TASK DIRECTIONS:
In the essay on International Women's Day, who first conceived and tabled the idea of a special day of celebration for women across the globe?
::: DOCUMENT EXCERPT :::
A couple of days back, I woke up to a text message that said “Celebrate Women’s day with Levi’s! Buy any women’s jeans and get FLAT Rs.750 OFF on your next Levi’s apparel. Only in exclusive Levi’s apparel”. I instinctively reminded myself to look out for offers in home decors. Later in the day as I walked into my office, I noticed a lot of women clad beautifully in sari and I could hear the men wishing them a “Happy women’s day”. My social media timelines were filled with greetings from men of all sorts – men who can’t crack a joke without mentioning their wife or marriage, men who believe women can’t be intelligent, men whose daughter is a princess, mother is a goddess and wife is a maid, men who believe women ought to dress appropriately to avoid being raped and more. There were wishes from women too – women who gossip about their single friends behind their back, women who believe it is alright if their husbands resort to physical violence, women who want their daughter to be an independent and successful professional and their daughter-in-law to be the perfect wife and a great home maker, women who believe that they raised their son as a perfect man because he keeps his wife under control and more. Amidst these were various promotional videos shunning stereotyping of women and swearing to stand by the feminine superpower of the world.
Clara Zetkin who first conceived and tabled the very idea of having a special day of celebration for women across the globe must be turning in her grave every year on International Women’s day. But then none of these bothers us anymore and of course it is the fashion of the times that we live in, that the significance of such historical days get emphasized by one or all of the above. However, few things that comes closest to the very spirit of International women’s day is various institutions rewarding their Women Achievers on this day and media houses hunting for “women-only” establishments to feature in their Women’s day special edition.
::: DATA LISTING :::
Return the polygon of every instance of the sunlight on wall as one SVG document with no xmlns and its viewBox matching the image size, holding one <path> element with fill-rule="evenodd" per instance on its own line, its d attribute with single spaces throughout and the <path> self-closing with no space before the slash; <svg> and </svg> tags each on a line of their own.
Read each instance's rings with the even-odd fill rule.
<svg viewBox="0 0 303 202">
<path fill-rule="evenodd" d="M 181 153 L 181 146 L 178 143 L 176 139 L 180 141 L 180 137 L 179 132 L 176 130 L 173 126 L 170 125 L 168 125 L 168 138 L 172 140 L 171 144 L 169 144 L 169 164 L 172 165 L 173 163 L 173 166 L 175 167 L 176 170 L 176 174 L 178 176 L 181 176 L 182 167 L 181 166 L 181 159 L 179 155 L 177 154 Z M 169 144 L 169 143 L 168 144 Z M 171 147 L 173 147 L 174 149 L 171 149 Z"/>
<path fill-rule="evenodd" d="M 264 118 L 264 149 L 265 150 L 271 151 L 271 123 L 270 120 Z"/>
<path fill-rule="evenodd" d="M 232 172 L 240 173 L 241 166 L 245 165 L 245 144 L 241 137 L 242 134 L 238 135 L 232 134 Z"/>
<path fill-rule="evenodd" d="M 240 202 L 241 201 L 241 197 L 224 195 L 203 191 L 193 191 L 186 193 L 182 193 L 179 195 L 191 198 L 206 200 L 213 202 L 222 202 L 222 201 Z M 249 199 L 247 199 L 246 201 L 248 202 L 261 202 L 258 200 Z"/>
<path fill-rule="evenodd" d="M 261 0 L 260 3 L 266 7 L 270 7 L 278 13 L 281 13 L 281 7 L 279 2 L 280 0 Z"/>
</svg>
:::
FINAL ANSWER:
Clara Zetkin